------ Selected text ------
Angry but stupid people called it "karma" when Mary Ann White -- who was in her late thirties (a period of high risk for birth defects) -- gave birth to the Downs-Syndrome afflicted Rory, the product of a conjugal visit with her husband. The universe is neither so callous nor so kind. The White's next child, Laura, was conceived during Dan's yearlong parole in Los Angeles. She showed no supposed marks of wrath from the universe.

Better observers, among them close friends of Harvey Milk, were kinder towards Mary Ann White. Milk's lover, Scott Smith, was not surprised by White's suicide. Cleve Jones, a former Milk aide, sighed and said: "The lesson is that bigotry kills people. Bigotry killed George Moscone and Harvey Milk. It has taken Dan White's life, and, sadly enough, it probably will destroy the lives of his wife and their children."¹

After White killed himself, there some asked where he could be buried. A spokesman for the Archdiocese of San Francisco noted that the Church had, in the post-Vatican II era, given up the practice of refusing to bury suicides in consecrated ground. "Today," he went on to say, "it is the Church's feeling that a person must be crazy to commit suicide. And we place the insane in the hands of God for his mercy and his judgement."²

White's family chose not to have him buried at Holy Cross where Moscone was laid to rest seven years before. They chose, instead, another cemetery located two miles south of Colma. The Veterans Administration, like the Catholic Church, did not judge a man for what he had done in his life -- as long as he had an honorable discharge. White was buried in the Golden Gate National Cemetery, an endless phalanx of identical, bowed-top white stones set upon acres and acres of green grass. Among these monuments, Dan's grave would be hard for vandals to find. The Veteran's Administration agreed not to give out his grave's location. And, in the company of his father Charlie, Admiral Chester Nimitz, and thousands of other men who had served in America's wars, Dan would be seen as a hero for something he had done in his life, before he wreaked his unheroic vengeance on George Moscone and Harvey Milk.
------ Data lines ------
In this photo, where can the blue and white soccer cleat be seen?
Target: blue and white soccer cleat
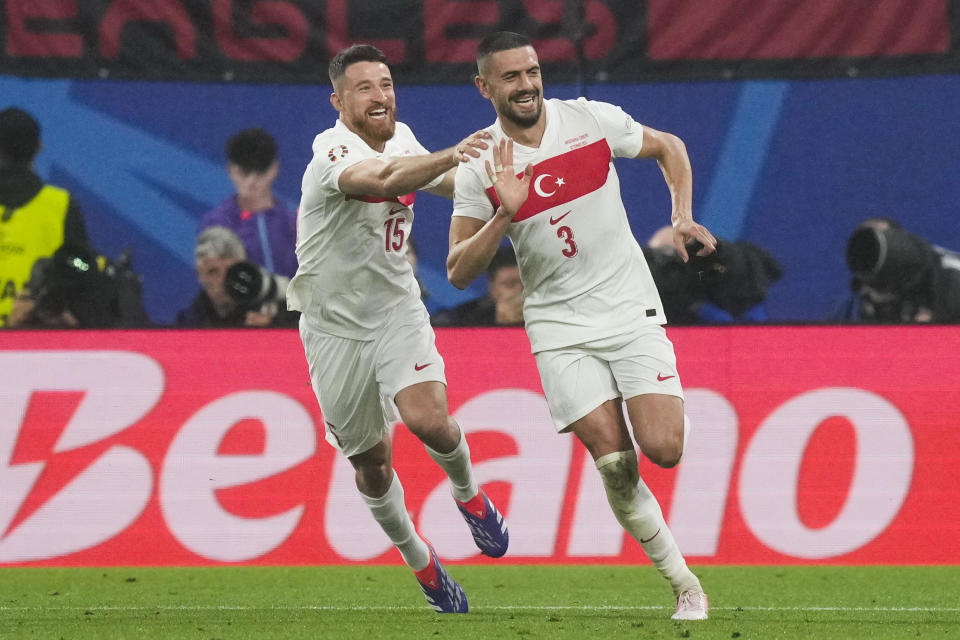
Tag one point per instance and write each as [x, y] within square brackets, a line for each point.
------
------ Data lines ------
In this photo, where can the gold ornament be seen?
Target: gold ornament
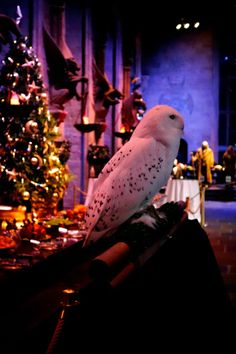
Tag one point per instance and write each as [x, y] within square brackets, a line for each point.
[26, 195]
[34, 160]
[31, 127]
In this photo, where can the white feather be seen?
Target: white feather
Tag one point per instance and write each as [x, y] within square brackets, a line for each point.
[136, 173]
------
Tasks to perform:
1. In the passage about Dan White's death and burial, retype the stretch from "White's family chose" through "on George Moscone and Harvey Milk.".
2. List every member of Dan White's family named in the passage about his death and burial, including Dan himself.

Results for each task:
1.
White's family chose not to have him buried at Holy Cross where Moscone was laid to rest seven years before. They chose, instead, another cemetery located two miles south of Colma. The Veterans Administration, like the Catholic Church, did not judge a man for what he had done in his life -- as long as he had an honorable discharge. White was buried in the Golden Gate National Cemetery, an endless phalanx of identical, bowed-top white stones set upon acres and acres of green grass. Among these monuments, Dan's grave would be hard for vandals to find. The Veteran's Administration agreed not to give out his grave's location. And, in the company of his father Charlie, Admiral Chester Nimitz, and thousands of other men who had served in America's wars, Dan would be seen as a hero for something he had done in his life, before he wreaked his unheroic vengeance on George Moscone and Harvey Milk.

2.
Dan White
Mary Ann White
Rory
Laura
Charlie